JOBS>
- A) Answer these questions from the mailing-list post below, one answer per line.
(i) Besides the usual additions for new printers, what does the post list for 5.2.13?
(ii) What is the current base unit of measurement?
(iii) What kind of driver for newer Epson printers does the post mention?
- B) Using the mailing-list post below, say whether each statement agrees with it. Answer yes or no, and quote the words that decide it.
(i) The author found several replies to the forwarded message.
(ii) The author wants the release notes to keep mentions of particular printer commands.
(iii) Printing to CDs can come out off-center with the current unit of measurement.

TEXT PROVIDED>
■ ■ ■

Discussion:
[Gimp-print-devel] 5.3 futures and 5.2.13
Robert Krawitz
2017-03-26 20:48:31 UTC
Permalink
I wanted to go back over the list of things to do for 5.3/6.0, to see
what else I was thinking about. Rather to my surprise, it looks like
all of these are actually done -- the first in the units-branch for
the next more-than-point release, and the others are already in the
mainline. I didn't find any replies to this message.

Looking back through much older wish lists (e. g. the 5.0 release
plan), I also don't see a lot more that's potentially incompatible
that we might want to add. I can see other compatible things we may
want to do, such as an ESC/P-R driver for newer Epson printers (at
least the non-photo ones), but those don't need to be in 5.3 per se.

Solomon, I know you want to revamp the paper API; this would be the
time to do so.

As far as 5.2.13, we have the bug fix for A4 paper, some other fixes
for the Canon driver, non-interactive GIMP plugin, and otherwise the
usual additions for new printers.

I'd also like to clean up the release notes by removing mentions of
particular printer commands (which mean nothing to end users) and
simply specify what the user-visible improvements are.

Anything else?

------- Start of forwarded message -------
Date: Sat, 19 Mar 2016 15:31:18 -0400
From: Robert Krawitz <***@alum.mit.edu>
To: "Gutenprint \(formerly Gimp-Print\) printer driver development"
<gimp-print-***@lists.sourceforge.net>
CC: gimp-print-***@lists.sourceforge.net
In-reply-to: <***@shaftnet.org> (***@shaftnet.org)
Subject: [Gimp-print-devel] Futures (was Re: Migrating to GIT)
Content-Type: text/plain; charset="us-ascii"

So the things I remember we were talking about for the next release
(5.3, 6.0, whatever were:

1) Changing the base unit of measurement. Currently it's integer
points (1/72"). This was OK 10 or 15 years ago when printers were
less precise and less accurate; technology has improved a lot,
though, and 1/144" maximum error isn't always OK (printing to CD's
can be definitely off-center). Points seem to be the standard unit
of measure in the printing world we could use either floating point
or scaling (where the base unit could be scaled).

■ ■ ■

DATA SEGMENT>

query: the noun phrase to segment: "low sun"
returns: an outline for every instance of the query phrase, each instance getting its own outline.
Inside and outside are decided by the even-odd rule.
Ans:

■ ■ ■

RESPONSE LIST>
- A)
(i) The bug fix for A4 paper, some other fixes for the Canon driver, and a non-interactive GIMP plugin.
(ii) Integer points (1/72").
(iii) An ESC/P-R driver.

- B)
(i) No: "I didn't find any replies to this message."
(ii) No: "removing mentions of particular printer commands (which mean nothing to end users)"
(iii) Yes: "printing to CD's can be definitely off-center"